Work required:
Write the next part of the Oakland County rabies notice, starting right after its final tip about capturing the animal.

Oakland County, MI -- Michigan's first ever case of rabies in a groundhog, also known as a woodchuck, has been recorded in Southfield, Michigan. Oakland County Health Division was informed today by the Michigan Department of Community Health that they confirmed positive rabies in a groundhog that had bitten a Southfield woman.
Oakland County Health Division urges residents to take precautions against rabies exposure from wild animals such as skunks, bats, raccoons and foxes.
If a wild animal is found in or near your home, call the local animal control agency for assistance and to assess whether there is a potential rabies exposure. If bitten by any wild animal or stray domestic animal, wash the affected area thoroughly with soap and water and seek medical attention immediately.
"As wild animals become more active in warmer weather, the possibility of human contact increases," said Kathy Forzley, manger/health officer of Oakland County Health Division. "Our natural instinct is to befriend a baby animal, pet one that seems friendly or help an injured animal. But stray and wild animals should be avoided."
Follow these tips to prevent rabies:
- Never handle a wild animal like a skunk, bat, raccoon or fox.
- Wash animal bites thoroughly with soap and water and seek medical attention immediately.
- If bitten by a wild/stray animal, capture the animal if possible. Call the local animal control to assist with trapping, testing and/or observation of the animal. Animal control may also assist with removing stray or wild animals from your yard, home or neighborhood regardless of a bite.

Records shown:
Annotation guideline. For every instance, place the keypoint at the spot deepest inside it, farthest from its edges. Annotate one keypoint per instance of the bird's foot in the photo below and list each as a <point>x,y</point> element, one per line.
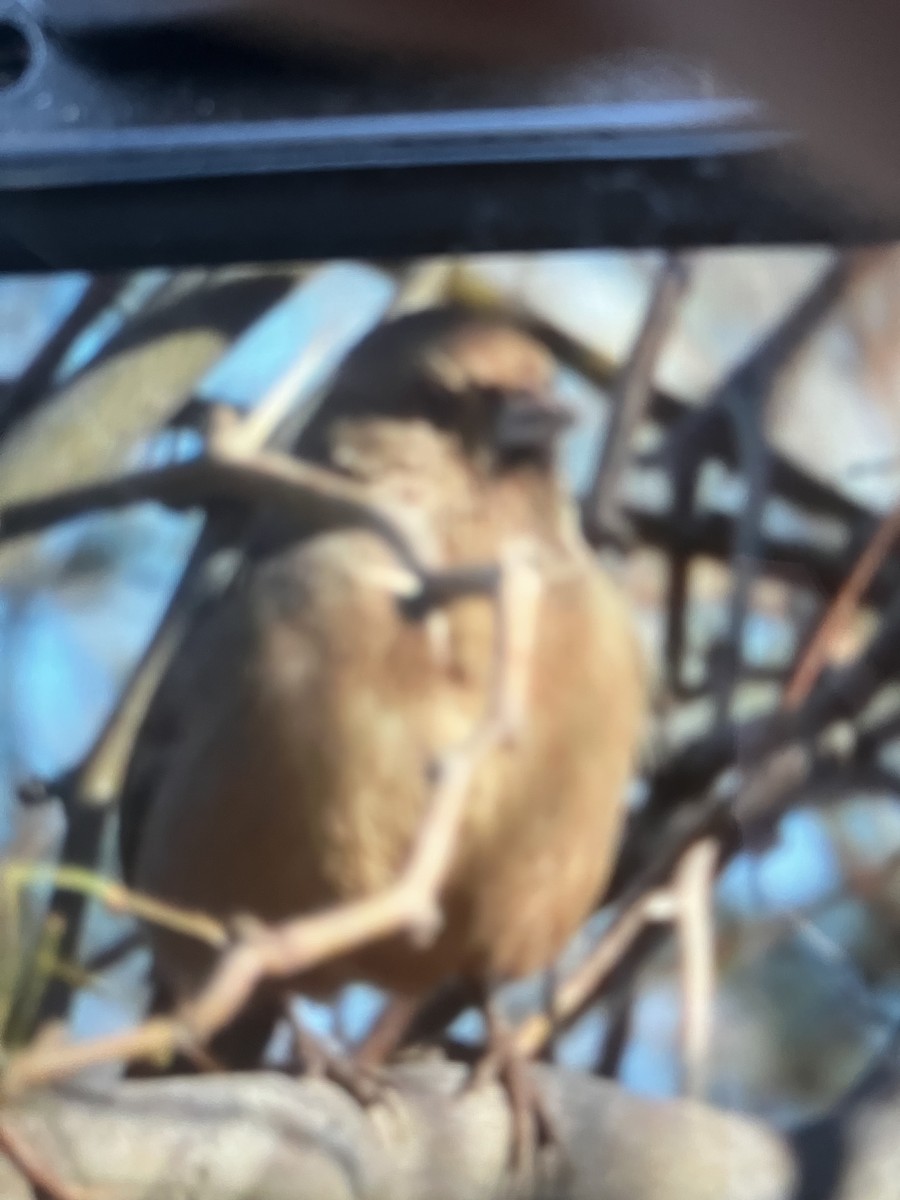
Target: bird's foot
<point>533,1126</point>
<point>313,1057</point>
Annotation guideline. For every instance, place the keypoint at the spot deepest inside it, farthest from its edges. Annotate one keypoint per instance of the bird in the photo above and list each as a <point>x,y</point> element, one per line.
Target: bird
<point>285,766</point>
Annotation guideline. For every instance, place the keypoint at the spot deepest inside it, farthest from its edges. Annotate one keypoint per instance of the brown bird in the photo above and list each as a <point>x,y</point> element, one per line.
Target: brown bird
<point>285,763</point>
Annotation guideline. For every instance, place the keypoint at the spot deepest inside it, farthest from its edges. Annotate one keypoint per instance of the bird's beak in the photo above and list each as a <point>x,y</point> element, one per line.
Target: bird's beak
<point>529,421</point>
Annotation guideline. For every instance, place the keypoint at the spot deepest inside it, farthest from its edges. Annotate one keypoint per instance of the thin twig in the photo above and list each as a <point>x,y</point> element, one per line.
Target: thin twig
<point>119,899</point>
<point>840,612</point>
<point>693,887</point>
<point>631,399</point>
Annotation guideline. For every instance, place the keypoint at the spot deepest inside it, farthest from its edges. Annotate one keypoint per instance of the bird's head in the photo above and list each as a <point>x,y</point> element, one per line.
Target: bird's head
<point>484,384</point>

Written reply:
- Teach children never to handle unfamiliar animals, wild or domestic, even if they appear friendly.
- Prevent bats and raccoons from entering homes or spaces where people and pets may be present.
- If you wake up in a room with a bat present, regardless if there is evidence of a bite or scratch, seek medical attention. If at all possible, trap the bat for testing. Do not release the bat.
- Keep vaccinations current for dogs, cats and ferrets. Keep cats and ferrets inside and dogs under direct supervision. Consider having your pets spayed or neutered.
Wild animals are more likely than domestic animals to be infected with rabies due to widespread vaccination of domestic animals. Domestic cats, dogs, ferrets and horses can become infected if they are not vaccinated. Small mammals such as squirrels, rats, mice, hamsters, guinea pigs, gerbils, chipmunks or rabbits are almost never found to be infected with rabies and have not been reported to cause human rabies in the United States.
Rabies is an infectious disease that affects the nervous system of humans and other mammals. People and unvaccinated animals get rabies from the bite of an infected animal, or if saliva from the animal gets directly into the eyes, nose, mouth or any break in the skin. Preventive treatment is given to people who are exposed to prevent the disease. Rabies is nearly always fatal if not treated after exposure.